RECORDS FOR PROCESSING:
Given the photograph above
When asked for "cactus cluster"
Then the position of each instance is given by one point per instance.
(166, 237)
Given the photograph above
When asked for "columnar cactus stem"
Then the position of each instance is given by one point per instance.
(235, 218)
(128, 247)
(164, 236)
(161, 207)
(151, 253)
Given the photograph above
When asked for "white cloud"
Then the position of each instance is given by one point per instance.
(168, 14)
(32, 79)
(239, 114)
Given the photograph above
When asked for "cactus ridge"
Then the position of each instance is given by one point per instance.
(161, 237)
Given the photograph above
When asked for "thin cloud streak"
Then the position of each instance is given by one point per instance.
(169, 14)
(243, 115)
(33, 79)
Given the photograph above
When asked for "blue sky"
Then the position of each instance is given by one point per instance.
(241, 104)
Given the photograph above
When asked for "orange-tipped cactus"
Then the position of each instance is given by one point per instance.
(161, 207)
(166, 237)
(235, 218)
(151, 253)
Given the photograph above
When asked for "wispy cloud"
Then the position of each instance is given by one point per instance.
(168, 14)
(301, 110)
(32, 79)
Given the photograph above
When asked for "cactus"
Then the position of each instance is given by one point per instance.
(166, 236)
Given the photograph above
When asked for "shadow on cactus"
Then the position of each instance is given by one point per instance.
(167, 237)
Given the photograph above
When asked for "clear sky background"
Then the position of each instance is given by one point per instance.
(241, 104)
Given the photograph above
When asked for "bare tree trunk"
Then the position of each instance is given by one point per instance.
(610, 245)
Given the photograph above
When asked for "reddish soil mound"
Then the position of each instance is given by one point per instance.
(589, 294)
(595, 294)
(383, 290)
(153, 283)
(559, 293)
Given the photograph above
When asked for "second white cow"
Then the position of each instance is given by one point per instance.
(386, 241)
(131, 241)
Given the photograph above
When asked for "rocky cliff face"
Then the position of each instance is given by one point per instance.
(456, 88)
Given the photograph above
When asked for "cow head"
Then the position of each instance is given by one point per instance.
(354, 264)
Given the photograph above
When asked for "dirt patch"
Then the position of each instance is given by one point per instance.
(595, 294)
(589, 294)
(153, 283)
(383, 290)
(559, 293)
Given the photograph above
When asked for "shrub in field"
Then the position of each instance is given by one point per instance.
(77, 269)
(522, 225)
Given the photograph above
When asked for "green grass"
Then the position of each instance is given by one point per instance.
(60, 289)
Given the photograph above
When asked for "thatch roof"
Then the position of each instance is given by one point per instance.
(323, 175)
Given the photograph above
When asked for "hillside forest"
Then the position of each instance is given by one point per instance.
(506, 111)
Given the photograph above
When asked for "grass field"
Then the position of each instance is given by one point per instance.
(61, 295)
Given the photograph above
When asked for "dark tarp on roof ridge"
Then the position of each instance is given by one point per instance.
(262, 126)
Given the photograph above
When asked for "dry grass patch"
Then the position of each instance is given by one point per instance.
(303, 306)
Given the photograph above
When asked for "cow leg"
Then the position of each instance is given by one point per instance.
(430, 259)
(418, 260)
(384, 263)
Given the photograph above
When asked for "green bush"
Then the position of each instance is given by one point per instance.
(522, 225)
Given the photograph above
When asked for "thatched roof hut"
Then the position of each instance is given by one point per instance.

SHORT EXERCISE:
Display every line of the items above that contains the string "patch". Matching is case-sensitive.

SOLUTION BELOW:
When asked for "dirt patch"
When asked for "dry grass patch"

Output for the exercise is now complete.